Recorded data
------

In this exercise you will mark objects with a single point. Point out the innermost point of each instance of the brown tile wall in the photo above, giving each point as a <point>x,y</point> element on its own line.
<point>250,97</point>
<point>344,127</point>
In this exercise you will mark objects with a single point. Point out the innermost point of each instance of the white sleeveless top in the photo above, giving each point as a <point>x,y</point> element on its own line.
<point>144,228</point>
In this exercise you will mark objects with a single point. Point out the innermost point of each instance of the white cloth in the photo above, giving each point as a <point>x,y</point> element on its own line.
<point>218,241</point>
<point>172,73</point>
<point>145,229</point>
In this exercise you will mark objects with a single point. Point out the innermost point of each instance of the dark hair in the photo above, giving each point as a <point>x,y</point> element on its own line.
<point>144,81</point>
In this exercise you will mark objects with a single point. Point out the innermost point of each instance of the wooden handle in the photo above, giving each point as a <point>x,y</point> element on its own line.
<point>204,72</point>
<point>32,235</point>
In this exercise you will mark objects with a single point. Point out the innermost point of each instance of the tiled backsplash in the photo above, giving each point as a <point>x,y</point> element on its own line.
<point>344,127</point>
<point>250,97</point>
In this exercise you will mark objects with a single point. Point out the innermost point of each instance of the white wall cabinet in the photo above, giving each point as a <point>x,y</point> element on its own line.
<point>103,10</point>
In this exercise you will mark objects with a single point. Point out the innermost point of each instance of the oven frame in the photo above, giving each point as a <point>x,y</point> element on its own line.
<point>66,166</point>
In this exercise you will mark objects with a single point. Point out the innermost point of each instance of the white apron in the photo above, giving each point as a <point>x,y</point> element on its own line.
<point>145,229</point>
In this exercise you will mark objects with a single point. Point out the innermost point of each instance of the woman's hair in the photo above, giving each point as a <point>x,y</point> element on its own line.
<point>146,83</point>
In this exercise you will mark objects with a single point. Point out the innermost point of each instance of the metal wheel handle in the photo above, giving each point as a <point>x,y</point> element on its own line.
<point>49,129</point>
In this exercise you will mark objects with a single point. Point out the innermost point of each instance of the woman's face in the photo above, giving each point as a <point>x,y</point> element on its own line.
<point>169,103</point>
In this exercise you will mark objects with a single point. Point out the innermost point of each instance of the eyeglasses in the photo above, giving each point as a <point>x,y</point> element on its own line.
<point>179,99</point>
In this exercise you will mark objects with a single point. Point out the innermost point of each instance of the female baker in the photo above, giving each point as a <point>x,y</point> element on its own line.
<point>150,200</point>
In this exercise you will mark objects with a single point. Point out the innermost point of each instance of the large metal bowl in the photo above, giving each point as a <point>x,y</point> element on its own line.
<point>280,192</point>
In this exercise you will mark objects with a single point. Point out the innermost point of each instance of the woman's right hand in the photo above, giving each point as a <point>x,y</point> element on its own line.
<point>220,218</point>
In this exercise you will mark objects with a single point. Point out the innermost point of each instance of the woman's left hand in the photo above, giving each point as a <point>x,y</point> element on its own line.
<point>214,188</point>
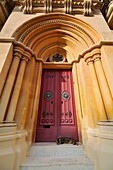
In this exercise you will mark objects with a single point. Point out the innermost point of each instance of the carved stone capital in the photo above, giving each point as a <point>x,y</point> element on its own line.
<point>65,6</point>
<point>18,51</point>
<point>26,56</point>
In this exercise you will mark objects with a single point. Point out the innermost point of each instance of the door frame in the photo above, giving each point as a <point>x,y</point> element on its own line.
<point>55,66</point>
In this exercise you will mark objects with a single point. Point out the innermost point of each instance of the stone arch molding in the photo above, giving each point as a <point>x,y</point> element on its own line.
<point>52,33</point>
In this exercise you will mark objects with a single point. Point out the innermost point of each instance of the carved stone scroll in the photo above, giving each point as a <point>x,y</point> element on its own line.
<point>63,6</point>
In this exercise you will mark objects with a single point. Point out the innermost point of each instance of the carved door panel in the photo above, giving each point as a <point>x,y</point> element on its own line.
<point>56,110</point>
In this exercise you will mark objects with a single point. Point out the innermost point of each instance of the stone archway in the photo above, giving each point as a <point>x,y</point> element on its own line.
<point>35,41</point>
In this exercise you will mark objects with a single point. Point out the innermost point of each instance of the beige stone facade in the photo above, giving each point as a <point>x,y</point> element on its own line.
<point>26,42</point>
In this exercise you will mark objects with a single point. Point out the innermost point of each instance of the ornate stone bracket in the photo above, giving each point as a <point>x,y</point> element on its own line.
<point>65,6</point>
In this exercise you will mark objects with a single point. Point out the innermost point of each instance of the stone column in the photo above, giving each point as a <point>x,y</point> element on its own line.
<point>98,102</point>
<point>105,91</point>
<point>77,99</point>
<point>16,92</point>
<point>23,102</point>
<point>36,99</point>
<point>10,81</point>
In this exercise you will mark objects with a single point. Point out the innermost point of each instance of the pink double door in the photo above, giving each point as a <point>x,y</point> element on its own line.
<point>57,113</point>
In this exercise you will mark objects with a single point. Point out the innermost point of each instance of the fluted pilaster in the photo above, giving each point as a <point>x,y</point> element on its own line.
<point>17,88</point>
<point>10,81</point>
<point>98,102</point>
<point>23,102</point>
<point>105,90</point>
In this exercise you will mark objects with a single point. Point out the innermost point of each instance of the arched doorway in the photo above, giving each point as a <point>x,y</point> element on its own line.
<point>57,113</point>
<point>47,36</point>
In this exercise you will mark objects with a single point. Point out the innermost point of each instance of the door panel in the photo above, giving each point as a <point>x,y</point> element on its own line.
<point>56,110</point>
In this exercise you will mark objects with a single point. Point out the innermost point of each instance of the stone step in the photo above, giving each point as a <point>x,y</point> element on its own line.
<point>49,156</point>
<point>53,150</point>
<point>60,163</point>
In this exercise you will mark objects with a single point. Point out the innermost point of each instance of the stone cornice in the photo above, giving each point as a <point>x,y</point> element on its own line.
<point>65,6</point>
<point>94,49</point>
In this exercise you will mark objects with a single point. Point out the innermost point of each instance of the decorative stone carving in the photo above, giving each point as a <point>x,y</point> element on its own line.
<point>65,6</point>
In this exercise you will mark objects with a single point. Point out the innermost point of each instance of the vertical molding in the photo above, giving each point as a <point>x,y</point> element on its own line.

------

• [Exercise directions]: Exactly as they appear above, write out all the entries, but not the images.

• [Answer to this problem]:
In this exercise you will mark objects with a single point. Point out the innermost point of each instance of the brown tile wall in the photo above, giving each point as a <point>x,y</point> element on its own line.
<point>250,97</point>
<point>344,127</point>
In this exercise you will mark objects with a single point. Point out the innermost point of each instance of the white sleeveless top in the photo above, giving each point as a <point>x,y</point> element on its own line.
<point>144,228</point>
In this exercise you will mark objects with a single point. Point out the innermost point of each instance of the white cloth in the photo above, giving each point as a <point>x,y</point> element on its own line.
<point>218,241</point>
<point>172,73</point>
<point>145,229</point>
In this exercise you will mark objects with a single point. Point out the innermost point of each instance of the dark hair in the photo above, giving each point as a <point>x,y</point> element on its own line.
<point>144,81</point>
In this exercise you will mark objects with a single point. Point out the innermost point of each instance of the wooden handle in the photo above, giving each point as a <point>x,y</point> element on its own line.
<point>204,72</point>
<point>32,235</point>
In this exercise you will mark objects with a single point. Point out the innermost point of each instance of the tiled backsplash in the photo above, giving each point as a <point>x,y</point> element on its own line.
<point>344,127</point>
<point>250,97</point>
In this exercise you will mark objects with a single point. Point out the innermost point of each instance of the white wall cabinet in the photo above, giving each point as a <point>x,y</point> element on its own line.
<point>103,10</point>
In this exercise you will mark objects with a single point. Point out the innermost point of each instance of the oven frame in the photo above, giving each point as a <point>x,y</point> element on its own line.
<point>66,166</point>
In this exercise you will mark objects with a single point. Point out the innermost point of each instance of the white apron in the photo above, giving each point as a <point>x,y</point> element on its own line.
<point>145,229</point>
In this exercise you will mark objects with a single point. Point out the innermost point of each instance of the woman's hair in the photo above, giving each point as a <point>x,y</point> element on its own line.
<point>146,83</point>
In this exercise you will mark objects with a single point. Point out the innermost point of each instance of the metal wheel handle in the photo above, giving each point as a <point>x,y</point> element on its own line.
<point>49,129</point>
In this exercise you will mark objects with a single point. Point out the innermost point of each instance of the woman's face in the photo above, giving each point as a <point>x,y</point> element on its own line.
<point>169,103</point>
In this exercise you will mark objects with a single point. Point out the innermost point of each instance of the eyeglasses in the photo above, giving each point as a <point>x,y</point> element on its own line.
<point>179,99</point>
In this exercise you will mark objects with a single point. Point out the innermost point of each instance of the female baker in the photo above, giving each point as a <point>x,y</point> element on its own line.
<point>150,200</point>
In this exercise you will mark objects with a single point. Point out the innermost point of each instance of the large metal bowl in the photo above, giving each point as a <point>x,y</point> element on its own line.
<point>280,192</point>
In this exercise you will mark objects with a single point. Point out the innermost point of each instance of the woman's right hand in the photo above, giving each point as a <point>x,y</point> element on its own line.
<point>220,218</point>
In this exercise you will mark objects with a single point. Point out the innermost point of each instance of the woman's left hand in the photo above, giving each point as a <point>x,y</point> element on its own line.
<point>214,188</point>
In this exercise you will mark objects with a single point. Point out the innermost point of each instance of the carved stone capital in the photo above, giving each point as a <point>x,y</point> element on its own line.
<point>65,6</point>
<point>18,51</point>
<point>26,56</point>
In this exercise you will mark objects with a single point. Point out the innermost point of each instance of the door frame in the photo above, giving each point as a <point>x,y</point> element on its own line.
<point>55,66</point>
In this exercise you will mark objects with a single point. Point out the innermost point of each instance of the stone arch molding in the photo above, giving each point as a <point>x,y</point> element on its own line.
<point>52,33</point>
In this exercise you will mark objects with a single point. Point out the innermost point of each instance of the carved stone scroll in the photo above, giving each point as a <point>x,y</point> element on its own line.
<point>63,6</point>
In this exercise you will mark objects with a single point. Point out the innermost point of each instance of the carved door panel in the photo above, giving each point as a <point>x,y</point> element on its own line.
<point>56,110</point>
In this exercise you will mark objects with a single point. Point out the innermost point of each instance of the stone archway in the photo above, giving each point as a <point>x,y</point> element on its own line.
<point>35,41</point>
In this exercise you will mark objects with a single point. Point out the innermost point of each instance of the beige stone facade in the photo above, giving each point as a <point>x,y</point> element on its own line.
<point>26,42</point>
In this exercise you will mark objects with a single point. Point out the innermost point of each instance of the ornate stone bracket in the photo above, giving each point as a <point>x,y</point> element on its own line.
<point>65,6</point>
In this exercise you will mark objects with a single point. Point out the innermost point of each instance of the stone column in the photo above, giving each point as a <point>x,y</point> element on its own line.
<point>98,102</point>
<point>105,91</point>
<point>77,99</point>
<point>16,92</point>
<point>23,102</point>
<point>36,99</point>
<point>10,81</point>
In this exercise you will mark objects with a single point. Point out the innermost point of each instance of the pink double door in the photo above, giving each point as a <point>x,y</point> element on its own line.
<point>57,113</point>
In this exercise you will mark objects with a single point. Point out the innermost point of each instance of the fluted pilaster in the photo above, giving each point as a <point>x,y</point> element on its own line.
<point>17,88</point>
<point>10,81</point>
<point>98,102</point>
<point>23,102</point>
<point>105,90</point>
In this exercise you will mark objects with a single point. Point out the innermost point of each instance of the arched doorway in the photo above, giving each point as a <point>x,y</point> element on its own line.
<point>57,113</point>
<point>47,36</point>
In this exercise you will mark objects with a single point. Point out the innermost point of each instance of the door panel in the photo above, giving each point as a <point>x,y</point> element on its own line.
<point>56,110</point>
In this exercise you will mark objects with a single point. Point out the innermost point of each instance of the stone step in the photo above, giving each point as a <point>x,y</point> element on its own line.
<point>49,156</point>
<point>53,150</point>
<point>60,163</point>
In this exercise you will mark objects with a single point. Point out the innermost point of each instance of the stone cornice in the photo above, giving each point as a <point>x,y</point> element on its own line.
<point>65,6</point>
<point>94,49</point>
In this exercise you will mark objects with a single point. Point out the innermost point of each instance of the decorative stone carving in the photo above, giving each point as a <point>x,y</point> element on its own line.
<point>65,6</point>
In this exercise you will mark objects with a single point. Point out the innermost point of each instance of the vertical molding in the photo above, giving each point as a <point>x,y</point> element on its own line.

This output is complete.